Return each of the lines below verbatim, keeping their original order.

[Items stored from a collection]
-- start --
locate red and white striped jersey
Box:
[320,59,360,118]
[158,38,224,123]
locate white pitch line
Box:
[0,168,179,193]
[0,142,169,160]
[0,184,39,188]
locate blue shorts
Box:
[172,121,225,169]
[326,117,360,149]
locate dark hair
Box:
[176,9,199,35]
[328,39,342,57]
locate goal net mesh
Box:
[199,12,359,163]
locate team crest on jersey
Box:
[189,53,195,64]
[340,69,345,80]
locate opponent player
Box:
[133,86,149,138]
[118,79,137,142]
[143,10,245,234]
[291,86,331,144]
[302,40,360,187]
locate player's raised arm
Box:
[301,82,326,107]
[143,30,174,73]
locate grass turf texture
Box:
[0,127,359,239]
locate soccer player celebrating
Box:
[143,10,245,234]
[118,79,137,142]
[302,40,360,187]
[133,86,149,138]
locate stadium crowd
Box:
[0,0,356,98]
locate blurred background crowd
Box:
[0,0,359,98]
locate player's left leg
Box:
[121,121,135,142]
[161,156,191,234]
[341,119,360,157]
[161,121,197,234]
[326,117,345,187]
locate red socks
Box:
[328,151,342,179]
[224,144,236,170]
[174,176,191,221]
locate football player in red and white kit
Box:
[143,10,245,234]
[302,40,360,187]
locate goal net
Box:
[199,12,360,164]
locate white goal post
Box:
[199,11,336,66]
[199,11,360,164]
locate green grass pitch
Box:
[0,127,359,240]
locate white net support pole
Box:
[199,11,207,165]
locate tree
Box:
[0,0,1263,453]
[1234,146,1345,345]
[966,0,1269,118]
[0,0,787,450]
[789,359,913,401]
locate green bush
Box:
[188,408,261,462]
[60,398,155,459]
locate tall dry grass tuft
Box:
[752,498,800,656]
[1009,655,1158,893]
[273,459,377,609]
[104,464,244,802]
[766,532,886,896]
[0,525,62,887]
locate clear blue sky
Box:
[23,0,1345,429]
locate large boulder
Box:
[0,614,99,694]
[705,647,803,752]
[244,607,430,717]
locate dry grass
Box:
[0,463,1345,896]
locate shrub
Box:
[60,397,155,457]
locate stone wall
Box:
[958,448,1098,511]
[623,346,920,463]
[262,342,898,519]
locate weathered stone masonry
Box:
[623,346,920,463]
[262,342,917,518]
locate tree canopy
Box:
-- end --
=== Full solution ===
locate red and white striped jersey
Box:
[320,59,360,118]
[158,38,224,123]
locate white pitch line
Box:
[0,168,179,193]
[0,142,169,160]
[0,184,39,188]
locate blue shorts
Box:
[172,121,225,169]
[326,117,360,149]
locate dark hair
Box:
[176,9,199,35]
[328,39,342,57]
locate goal net mesh
Box:
[199,12,359,163]
locate team crest on jersey
Box:
[189,53,195,64]
[340,69,345,80]
locate opponent player
Box:
[133,86,149,138]
[118,79,137,142]
[143,10,245,234]
[291,86,331,144]
[302,40,360,187]
locate player's raised arm
Box:
[301,82,326,107]
[143,30,174,73]
locate grass turf texture
Box:
[0,127,359,239]
locate soccer player celebrating
Box:
[143,10,245,234]
[118,79,137,142]
[302,40,360,187]
[133,86,149,138]
locate stadium crowd
Box:
[0,0,356,98]
locate blurred background crowd
Box:
[0,0,359,98]
locate player's left leg
Box:
[121,121,135,142]
[161,156,191,234]
[341,119,360,157]
[161,121,197,234]
[326,117,345,187]
locate red socks
Box:
[328,151,342,179]
[224,144,236,170]
[174,176,191,221]
locate football player in red and white kit
Box:
[143,10,245,234]
[302,40,360,187]
locate goal net
Box:
[199,12,360,164]
locate white goal post
Box:
[199,11,336,66]
[199,11,360,164]
locate green grass pitch
Box:
[0,127,359,240]
locate white net support pole
Box:
[199,11,207,165]
locate tree
Box:
[0,0,1263,453]
[1234,146,1345,345]
[966,0,1269,118]
[0,0,787,450]
[789,359,913,401]
locate green bush
Box:
[188,408,261,462]
[60,398,155,459]
locate tall dry grass tuft
Box:
[752,498,800,656]
[1009,655,1158,893]
[273,459,377,609]
[104,464,244,802]
[766,532,886,896]
[0,525,62,887]
locate clear blue sky
Box:
[23,0,1345,429]
locate large boulder
Box:
[0,614,99,694]
[705,647,803,752]
[244,607,430,717]
locate dry grass
Box:
[0,463,1345,896]
locate shrub
Box:
[60,397,155,457]
locate stone wall
Box:
[958,448,1098,511]
[623,346,920,463]
[262,342,898,519]
locate weathered stone masonry
Box:
[623,346,920,463]
[262,342,917,518]
locate tree canopy
Box:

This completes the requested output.